>> Start Reading text
Both the Tagboard and the Lightning Bug flew missions over China and across Southeast Asia in the late 1960s with varying degrees of success. They generally flew pre-programmed missions and took photographs. They were also used to identify and map enemy missile sites, either with radar and other monitoring equipment or by acting as a decoy to draw surface-to-air missile fire (Schuster, 2013). This work carried on into the Vietnam War, where it is estimated that drones were flown in approximately 3,000 mission flights (Comptroller General of the United States, 1981: 1). There it seems that the drone missions expanded somewhat and the drones were used for taking photographs of targets for airstrikes, recording post-bombing damage, uncovering and identifying new targets, and dispersing propaganda material and electronic listening devices (Comptroller General of the United States, 1981: 2). In an assessment of the use of drones in Vietnam made at the beginning of the 1980s, the Government Accounting Office noted that the ‘most advantageous’ military use for drones was in hostile environments or for boring or tiring missions. Despite some promising success, ‘due to the shortage of RPV [remote piloted vehicle] equipment, many of these applications were severely handicapped’ (Comptroller General of the United States, 1981: 2).
This observation by the GAO points to a common theme and an intriguing question of drone research and use throughout the Cold War period: despite the usefulness and stated need for the technology, it never really got off the ground, primarily due to lack of program investment, interest, and funding. There are three main reasons for this. The first is the ‘pro-pilot bias’ within the Air Force; drones were seen as ‘too drab and unexciting’ and as limiting pilot career advancement (Comptroller General of the United States, 1981: 20). In fact, it was the Army that continued a consistent drone research and development program after the Vietnam War. The second reason was the lack of knowledge across the government about the various deployments of drones because the programs were so classified and compartmentalized. This also limited the programs’ public visibility. Third, in part because of this limited visibility, the drone competed with the more popular satellite and stealth technology programs being developed at the time. Despite being promoted as less expensive and less risky politically when compared to the U-2, the small group of researchers and officials who promoted drones generally could not raise the profile of their programs. 21 As the editor of Armed Forces Journal International noted in 1981, ‘RPVs may have met their enemy. Could it be us?’ (Wagner, 1982: iv).
>> End Reading text
>> Start Excerpted records
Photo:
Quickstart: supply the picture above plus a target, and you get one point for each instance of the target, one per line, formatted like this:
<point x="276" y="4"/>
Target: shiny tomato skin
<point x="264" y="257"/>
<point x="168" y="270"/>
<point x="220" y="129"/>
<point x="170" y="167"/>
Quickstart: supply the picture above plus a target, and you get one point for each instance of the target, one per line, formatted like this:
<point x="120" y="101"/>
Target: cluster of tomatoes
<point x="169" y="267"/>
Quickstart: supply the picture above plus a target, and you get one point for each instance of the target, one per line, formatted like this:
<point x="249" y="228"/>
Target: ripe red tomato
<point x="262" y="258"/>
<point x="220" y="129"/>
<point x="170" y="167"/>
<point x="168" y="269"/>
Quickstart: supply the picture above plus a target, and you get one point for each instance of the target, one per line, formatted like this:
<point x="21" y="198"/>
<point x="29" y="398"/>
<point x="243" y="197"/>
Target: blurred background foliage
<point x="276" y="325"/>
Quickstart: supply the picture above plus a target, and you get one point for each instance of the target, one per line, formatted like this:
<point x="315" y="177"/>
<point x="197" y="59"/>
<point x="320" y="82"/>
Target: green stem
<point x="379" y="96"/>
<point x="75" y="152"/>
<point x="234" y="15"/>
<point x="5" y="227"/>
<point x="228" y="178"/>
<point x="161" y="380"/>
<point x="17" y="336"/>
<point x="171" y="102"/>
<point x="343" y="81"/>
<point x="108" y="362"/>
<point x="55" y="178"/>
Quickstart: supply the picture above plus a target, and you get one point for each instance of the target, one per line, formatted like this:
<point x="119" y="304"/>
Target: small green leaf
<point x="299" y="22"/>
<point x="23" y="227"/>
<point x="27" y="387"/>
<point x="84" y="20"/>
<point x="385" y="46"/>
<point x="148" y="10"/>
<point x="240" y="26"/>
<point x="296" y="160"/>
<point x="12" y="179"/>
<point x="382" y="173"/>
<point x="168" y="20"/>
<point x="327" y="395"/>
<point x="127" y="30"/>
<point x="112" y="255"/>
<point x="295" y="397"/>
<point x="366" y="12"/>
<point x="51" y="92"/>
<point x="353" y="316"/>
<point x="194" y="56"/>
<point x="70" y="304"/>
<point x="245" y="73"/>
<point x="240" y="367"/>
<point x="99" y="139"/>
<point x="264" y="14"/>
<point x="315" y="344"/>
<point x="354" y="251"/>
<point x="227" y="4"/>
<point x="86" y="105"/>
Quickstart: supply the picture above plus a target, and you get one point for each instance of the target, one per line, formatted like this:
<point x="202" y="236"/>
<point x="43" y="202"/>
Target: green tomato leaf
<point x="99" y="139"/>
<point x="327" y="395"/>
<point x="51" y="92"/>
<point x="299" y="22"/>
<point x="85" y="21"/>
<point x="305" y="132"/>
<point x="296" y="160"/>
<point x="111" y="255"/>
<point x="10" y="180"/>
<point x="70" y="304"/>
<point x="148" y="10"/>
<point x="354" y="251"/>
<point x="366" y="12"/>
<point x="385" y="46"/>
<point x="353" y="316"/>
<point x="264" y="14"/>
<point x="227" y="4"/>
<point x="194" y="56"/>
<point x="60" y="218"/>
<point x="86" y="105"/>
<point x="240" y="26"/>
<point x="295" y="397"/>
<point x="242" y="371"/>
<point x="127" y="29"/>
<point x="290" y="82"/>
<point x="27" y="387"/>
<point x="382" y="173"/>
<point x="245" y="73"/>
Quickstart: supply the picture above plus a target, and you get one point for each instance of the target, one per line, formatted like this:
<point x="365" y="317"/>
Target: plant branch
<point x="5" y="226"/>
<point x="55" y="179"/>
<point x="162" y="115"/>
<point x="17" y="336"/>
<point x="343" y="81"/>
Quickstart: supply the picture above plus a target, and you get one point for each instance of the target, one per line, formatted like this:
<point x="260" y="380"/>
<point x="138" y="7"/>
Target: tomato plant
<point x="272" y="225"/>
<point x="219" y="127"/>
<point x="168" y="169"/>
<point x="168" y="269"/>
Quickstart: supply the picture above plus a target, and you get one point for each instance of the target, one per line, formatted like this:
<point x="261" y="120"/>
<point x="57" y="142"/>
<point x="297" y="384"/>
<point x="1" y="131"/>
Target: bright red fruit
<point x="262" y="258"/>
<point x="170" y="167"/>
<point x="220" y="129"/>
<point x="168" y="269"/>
>> End Excerpted records
# Goal of the exercise
According to the drone history text, roughly how many mission flights did drones fly in the Vietnam War? Rely only on the drone history text for your answers.

# Complete response
Approximately 3,000 mission flights.